Reproduce the data exactly.

━━━━━ Given records

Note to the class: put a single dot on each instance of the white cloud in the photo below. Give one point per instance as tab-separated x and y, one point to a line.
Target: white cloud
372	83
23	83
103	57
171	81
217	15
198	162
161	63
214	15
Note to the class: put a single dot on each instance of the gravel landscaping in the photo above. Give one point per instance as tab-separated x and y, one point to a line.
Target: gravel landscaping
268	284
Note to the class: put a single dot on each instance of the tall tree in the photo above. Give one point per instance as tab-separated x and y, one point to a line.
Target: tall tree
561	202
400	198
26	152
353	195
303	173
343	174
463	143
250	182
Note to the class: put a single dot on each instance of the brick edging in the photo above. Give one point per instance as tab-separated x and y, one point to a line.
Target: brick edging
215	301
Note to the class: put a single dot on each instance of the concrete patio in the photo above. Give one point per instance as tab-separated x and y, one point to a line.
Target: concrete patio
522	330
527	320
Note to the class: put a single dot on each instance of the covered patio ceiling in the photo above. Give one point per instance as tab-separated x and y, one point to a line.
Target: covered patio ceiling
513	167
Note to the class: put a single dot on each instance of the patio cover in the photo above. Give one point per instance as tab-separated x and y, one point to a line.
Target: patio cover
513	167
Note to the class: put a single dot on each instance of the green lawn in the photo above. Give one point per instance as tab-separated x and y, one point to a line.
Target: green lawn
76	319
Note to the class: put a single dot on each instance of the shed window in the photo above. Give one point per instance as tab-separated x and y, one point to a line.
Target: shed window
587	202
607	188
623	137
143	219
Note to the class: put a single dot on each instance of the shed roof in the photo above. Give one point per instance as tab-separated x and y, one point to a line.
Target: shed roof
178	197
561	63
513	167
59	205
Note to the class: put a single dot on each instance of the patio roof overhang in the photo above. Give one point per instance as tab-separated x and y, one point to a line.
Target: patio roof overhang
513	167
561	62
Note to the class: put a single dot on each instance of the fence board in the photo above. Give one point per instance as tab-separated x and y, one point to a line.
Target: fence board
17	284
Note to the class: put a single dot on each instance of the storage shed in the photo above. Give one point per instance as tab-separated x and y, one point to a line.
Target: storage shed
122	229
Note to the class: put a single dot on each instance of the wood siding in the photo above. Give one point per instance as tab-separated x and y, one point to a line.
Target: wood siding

━━━━━━━━━━

_Result below:_
Note to the class: put a single dot on each instance of the white cloud in the photo below. Give one point per instance as tab-separated x and y, one point to a line.
Target: white cloud
372	83
23	83
103	57
171	81
217	15
198	162
161	63
214	15
Note to the class: put a single dot on each instance of the gravel landscaping in the photo above. Give one point per instance as tab-separated x and y, one point to a line.
Target: gravel landscaping
268	284
Note to the class: put a single dot on each instance of the tall tree in the photo above. Give one point per instance as tab-separated x and y, one point to a line.
Target: tall tree
561	202
400	198
26	152
353	195
303	173
343	174
463	143
250	182
Note to the class: put a single dot on each instance of the brick edging in the photo above. Give one point per instance as tab-separated x and y, one point to a line.
Target: brick edging
215	301
Note to the class: put a single dot on each instance of the concrete patio in the photo above. Give one point per instance as tab-separated x and y, one point to a line.
Target: concrete patio
522	330
527	320
Note to the class: put a single dot on each instance of the covered patio ceiling in the photo above. Give one point per instance as tab-separated x and y, one point to a line.
Target: covered patio ceiling
513	167
Note to the class: put a single dot on each instance of the patio cover in the photo above. Give one point per instance as tab-separated x and y, one point to a line.
Target: patio cover
513	167
Note to the class: put a single dot on each instance of the green lawn in the photo above. Give one point per instance as tab-separated x and y, one point to a line.
Target: green lawn
76	319
Note to the class: put a single dot on each instance of the shed window in the photo above. Give one point per instance as tab-separated x and y, one point to a line.
Target: shed window
587	202
607	188
623	137
143	219
Note to the class: put a single dot on each instance of the shed roof in the photo above. Give one point per instance as tab-separated x and y, one point to a line.
Target: shed roof
178	197
561	63
513	167
59	205
Note to the class: put a single dot on each instance of the patio roof overhang in the photo above. Give one point per instance as tab-separated x and y, one point to a line.
Target: patio roof overhang
513	167
561	62
Note to the class: put a single dot on each instance of the fence board in the photo above. Give one point per instance as tab-separated x and y, one point to a line.
Target: fence board
17	284
Note to the class: put a single dot on each instance of the storage shed in the photo above. Give one point per instance as tab-separated x and y, one point to a line.
Target: storage shed
122	229
Note to the class: put a single dot on each instance of the wood siding in the photo above. Give one point per instance as tab-separated x and y, one point to a line.
Target: wood siding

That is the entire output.